#### Job item
Rewrite everything from the start of the material down through the line containing "box: [253, 120, 358, 189]", changing "rough mask" to "coarse mask" and leaving all else as it is. Omit the pictures from your answer.

[Segmentation mask data]
<<<<

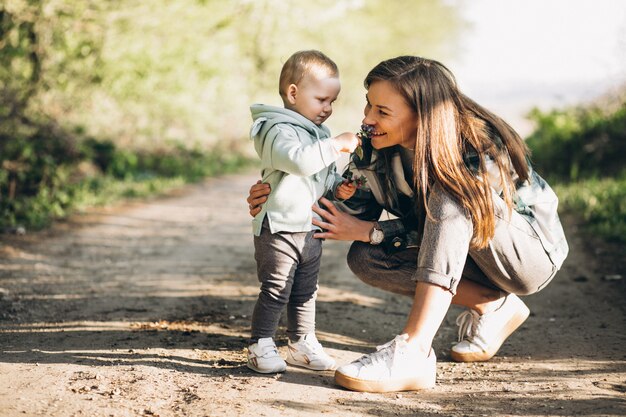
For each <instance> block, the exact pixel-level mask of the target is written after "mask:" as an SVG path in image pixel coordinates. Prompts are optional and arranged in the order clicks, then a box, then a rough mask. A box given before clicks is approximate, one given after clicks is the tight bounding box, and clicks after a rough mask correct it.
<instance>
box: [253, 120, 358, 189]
mask: <svg viewBox="0 0 626 417" xmlns="http://www.w3.org/2000/svg"><path fill="white" fill-rule="evenodd" d="M276 129H277V132H276V137H275V138H274V140H273V141H272V144H271V146H270V147H267V148H268V149H264V152H265V151H267V152H270V153H271V155H269V160H270V161H271V166H272V168H274V169H277V170H280V171H283V172H287V173H289V174H293V175H299V176H303V177H304V176H309V175H313V174H315V173H316V172H320V171H321V170H323V169H324V168H326V167H328V166H330V165H331V164H332V163H333V162H335V161H336V160H337V159H338V158H339V156H340V152H352V151H354V149H355V148H356V147H357V145H358V144H359V139H358V137H357V136H356V135H355V134H354V133H348V132H346V133H342V134H341V135H339V136H336V137H334V138H330V139H326V140H318V141H316V142H314V143H312V144H309V145H303V144H302V143H301V142H300V139H299V138H298V134H297V133H296V132H295V131H294V130H293V129H291V128H289V127H284V126H276Z"/></svg>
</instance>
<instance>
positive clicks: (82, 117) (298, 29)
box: [0, 0, 464, 147]
mask: <svg viewBox="0 0 626 417" xmlns="http://www.w3.org/2000/svg"><path fill="white" fill-rule="evenodd" d="M279 3H280V7H279V8H277V7H276V6H277V2H276V0H256V1H249V0H229V1H219V0H204V1H195V2H194V1H192V2H190V1H186V0H151V1H150V2H143V1H139V0H118V1H115V2H109V1H99V0H80V1H79V0H37V1H34V0H7V1H4V2H0V93H1V94H0V115H1V114H2V113H3V112H8V113H10V114H12V115H14V116H18V115H19V116H20V117H21V116H26V117H28V118H32V117H33V114H38V113H43V114H46V115H48V116H49V117H51V118H52V119H54V120H56V121H57V123H58V124H59V125H61V126H63V127H65V128H67V129H68V130H73V129H74V127H76V126H80V127H81V129H82V131H83V132H84V133H85V134H86V135H88V136H93V137H100V138H101V137H105V138H114V139H113V140H114V141H115V142H116V143H117V144H121V145H122V146H124V147H128V146H133V147H150V146H153V145H154V144H155V143H156V144H163V143H168V142H170V141H179V142H191V143H200V144H202V145H203V146H204V145H212V144H214V143H217V142H223V141H232V140H242V139H243V138H245V137H246V136H247V129H248V125H249V120H250V115H249V111H248V107H249V105H250V104H251V103H253V102H259V101H265V102H270V101H273V103H268V104H276V103H277V102H279V98H278V95H277V93H276V90H277V82H278V74H279V71H280V67H281V65H282V63H283V62H284V61H285V59H286V58H287V57H288V56H289V55H290V54H291V53H292V52H294V51H295V50H298V49H306V48H316V49H321V50H323V51H325V52H327V53H328V54H329V55H330V56H331V57H332V58H333V59H335V60H336V61H337V64H338V65H339V67H340V70H341V76H342V80H343V83H344V88H343V90H342V94H341V97H340V102H339V103H338V104H337V106H336V107H337V111H336V112H335V116H333V119H332V121H331V122H332V123H333V126H331V127H335V126H337V125H341V126H342V129H347V128H351V129H354V128H358V120H359V119H360V115H361V112H362V106H363V93H364V91H363V86H362V80H363V78H364V76H365V74H366V72H367V70H368V69H369V68H371V67H372V66H373V65H374V64H375V63H376V62H378V61H379V60H380V59H383V58H389V57H391V56H394V55H398V54H422V55H427V56H430V57H433V58H439V59H443V60H444V61H445V58H446V57H448V56H451V55H452V54H453V53H454V46H455V45H456V44H457V40H458V38H459V34H460V30H461V29H463V27H464V23H463V21H462V19H461V15H460V11H459V10H458V8H457V7H456V6H454V5H452V4H449V3H448V2H446V1H444V0H419V1H412V0H399V1H394V2H387V1H384V0H363V1H360V2H354V1H352V0H339V1H337V0H321V1H317V2H302V1H297V0H285V1H281V2H279ZM278 9H280V10H278ZM389 22H394V24H393V25H390V24H389ZM286 34H288V35H289V36H286ZM346 51H350V53H346Z"/></svg>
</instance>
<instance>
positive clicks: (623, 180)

>>>>

#### Written answer
For each <instance> block, the exact pixel-level mask of the target is written after "mask:" as an SVG path in image pixel coordinates. Prompts are optional and arranged in the order clicks, then a box, then a coarse mask. A box given before clicks is approximate, one given after clicks is the tight bounding box, and clicks after a coarse mask correct it.
<instance>
box: [253, 120, 358, 189]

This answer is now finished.